§ Extrait à lire
▼▼▼
Le contenu semble très différent du Zone 1 Warner qui - sur un seul disque - propose un commentaire de Drew Casper et James Whitmore.
Je me tâte, ça fait si longtemps que je veux revoir ce joyau... :|
Dernière modification par Federico le 9 déc. 12, 21:49, modifié 2 fois.
The difference between life and the movies is that a script has to make sense, and life doesn't.
Joseph L. Mankiewicz
Avatar de l’utilisateur
Tommy Udo
Producteur
Messages : 8689
Inscription : 22 août 06, 14:23

Re: Quand la ville dort (John Huston - 1950)

Message par Tommy Udo »

Tu peux foncer, Federico, la copie est superbe.
Pour le doc en bonus, je ne sais te répondre car je ne l'ai pas encore visionné...
▲▲▲
§ Exercice proposé 1
Relevez tel quel, dans l'extrait, le passage qui va de « Joseph L. Mankiewicz » jusqu'à « pas encore visionné... ».
§ Exercice proposé 2
Répondez à ces questions à partir de l'extrait :
(a) Qui fait le commentaire proposé sur le disque Zone 1 Warner ?
(b) Combien de messages Tommy Udo a-t-il publiés ?
(c) D'après Tommy Udo, comment est la copie ?
Les entrées sont un matériau à part, sans lien avec l'extrait.

§ Entrées
▼▼▼
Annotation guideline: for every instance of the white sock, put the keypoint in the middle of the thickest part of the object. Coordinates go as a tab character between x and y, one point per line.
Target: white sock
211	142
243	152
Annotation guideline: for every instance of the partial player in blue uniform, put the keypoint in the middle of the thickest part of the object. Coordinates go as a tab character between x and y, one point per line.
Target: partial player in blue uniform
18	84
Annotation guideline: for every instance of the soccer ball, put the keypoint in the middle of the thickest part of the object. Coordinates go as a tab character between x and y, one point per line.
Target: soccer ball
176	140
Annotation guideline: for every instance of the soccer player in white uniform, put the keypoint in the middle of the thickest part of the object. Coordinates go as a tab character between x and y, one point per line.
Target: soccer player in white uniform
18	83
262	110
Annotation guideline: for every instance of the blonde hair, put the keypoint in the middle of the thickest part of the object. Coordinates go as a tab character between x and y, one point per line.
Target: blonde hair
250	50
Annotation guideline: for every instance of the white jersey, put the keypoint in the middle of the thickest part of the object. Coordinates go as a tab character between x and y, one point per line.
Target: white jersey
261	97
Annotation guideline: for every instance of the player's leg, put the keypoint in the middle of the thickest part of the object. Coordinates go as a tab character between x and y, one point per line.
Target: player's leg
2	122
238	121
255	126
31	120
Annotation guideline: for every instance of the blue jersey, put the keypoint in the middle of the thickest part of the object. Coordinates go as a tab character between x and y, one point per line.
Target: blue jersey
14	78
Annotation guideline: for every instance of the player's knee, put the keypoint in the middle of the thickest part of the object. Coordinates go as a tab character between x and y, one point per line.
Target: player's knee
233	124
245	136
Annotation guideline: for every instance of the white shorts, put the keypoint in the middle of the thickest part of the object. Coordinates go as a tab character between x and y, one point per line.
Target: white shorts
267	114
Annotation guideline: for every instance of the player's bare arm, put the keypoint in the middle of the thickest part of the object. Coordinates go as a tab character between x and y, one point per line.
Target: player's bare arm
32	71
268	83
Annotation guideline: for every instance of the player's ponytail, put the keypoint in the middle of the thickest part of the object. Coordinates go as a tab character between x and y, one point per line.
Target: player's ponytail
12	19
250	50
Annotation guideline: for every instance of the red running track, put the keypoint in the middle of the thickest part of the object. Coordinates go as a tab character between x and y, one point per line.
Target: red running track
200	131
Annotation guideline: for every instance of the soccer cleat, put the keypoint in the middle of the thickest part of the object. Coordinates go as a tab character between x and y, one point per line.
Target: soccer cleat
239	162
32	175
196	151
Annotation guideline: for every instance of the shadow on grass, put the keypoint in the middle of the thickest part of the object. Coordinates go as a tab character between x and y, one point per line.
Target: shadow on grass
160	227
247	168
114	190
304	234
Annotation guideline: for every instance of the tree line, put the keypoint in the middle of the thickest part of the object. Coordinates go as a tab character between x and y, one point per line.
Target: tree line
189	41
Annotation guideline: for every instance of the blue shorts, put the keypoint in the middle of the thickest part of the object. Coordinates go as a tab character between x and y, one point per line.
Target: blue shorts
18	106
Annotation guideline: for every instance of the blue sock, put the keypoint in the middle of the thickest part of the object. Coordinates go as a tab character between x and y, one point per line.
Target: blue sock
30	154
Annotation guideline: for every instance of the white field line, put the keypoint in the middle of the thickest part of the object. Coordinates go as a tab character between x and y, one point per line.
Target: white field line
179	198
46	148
▲▲▲
▼▼▼
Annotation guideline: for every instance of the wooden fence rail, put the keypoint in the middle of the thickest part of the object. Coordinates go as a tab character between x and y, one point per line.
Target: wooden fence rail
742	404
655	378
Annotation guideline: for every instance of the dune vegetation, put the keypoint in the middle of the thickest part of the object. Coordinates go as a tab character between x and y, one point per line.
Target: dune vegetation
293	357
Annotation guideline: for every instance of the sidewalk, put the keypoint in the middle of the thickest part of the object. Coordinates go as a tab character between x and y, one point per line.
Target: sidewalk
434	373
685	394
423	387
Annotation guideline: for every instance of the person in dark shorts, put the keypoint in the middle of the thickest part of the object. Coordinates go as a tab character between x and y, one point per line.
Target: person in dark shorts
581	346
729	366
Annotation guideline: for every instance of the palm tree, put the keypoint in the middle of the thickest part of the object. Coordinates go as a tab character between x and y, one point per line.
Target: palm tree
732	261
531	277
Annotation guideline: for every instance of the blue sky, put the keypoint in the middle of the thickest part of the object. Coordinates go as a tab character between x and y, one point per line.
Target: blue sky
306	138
▲▲▲
▼▼▼
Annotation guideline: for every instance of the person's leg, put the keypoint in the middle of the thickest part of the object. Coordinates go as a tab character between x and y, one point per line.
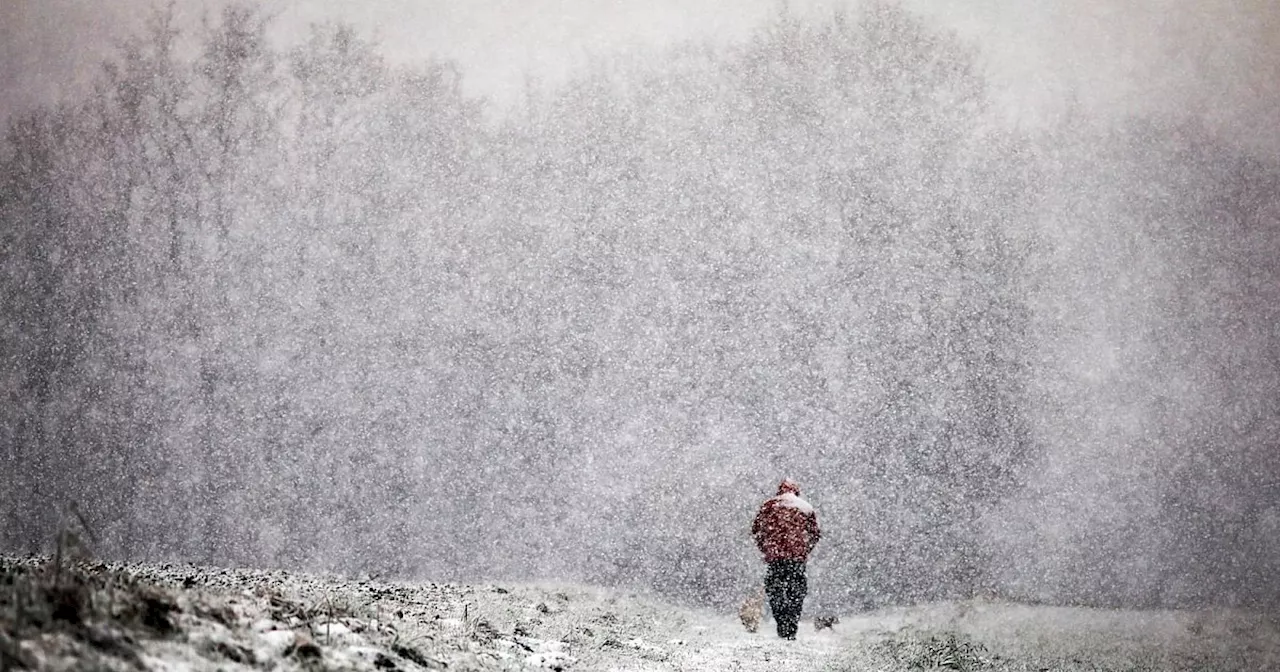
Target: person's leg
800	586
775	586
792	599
▲▲▲
§ Corrigé 1
Joseph L. Mankiewicz
Avatar de l’utilisateur
Tommy Udo
Producteur
Messages : 8689
Inscription : 22 août 06, 14:23

Re: Quand la ville dort (John Huston - 1950)

Message par Tommy Udo »

Tu peux foncer, Federico, la copie est superbe.
Pour le doc en bonus, je ne sais te répondre car je ne l'ai pas encore visionné...

§ Corrigé 2
(a) Drew Casper et James Whitmore.
(b) 8689.
(c) Elle est superbe.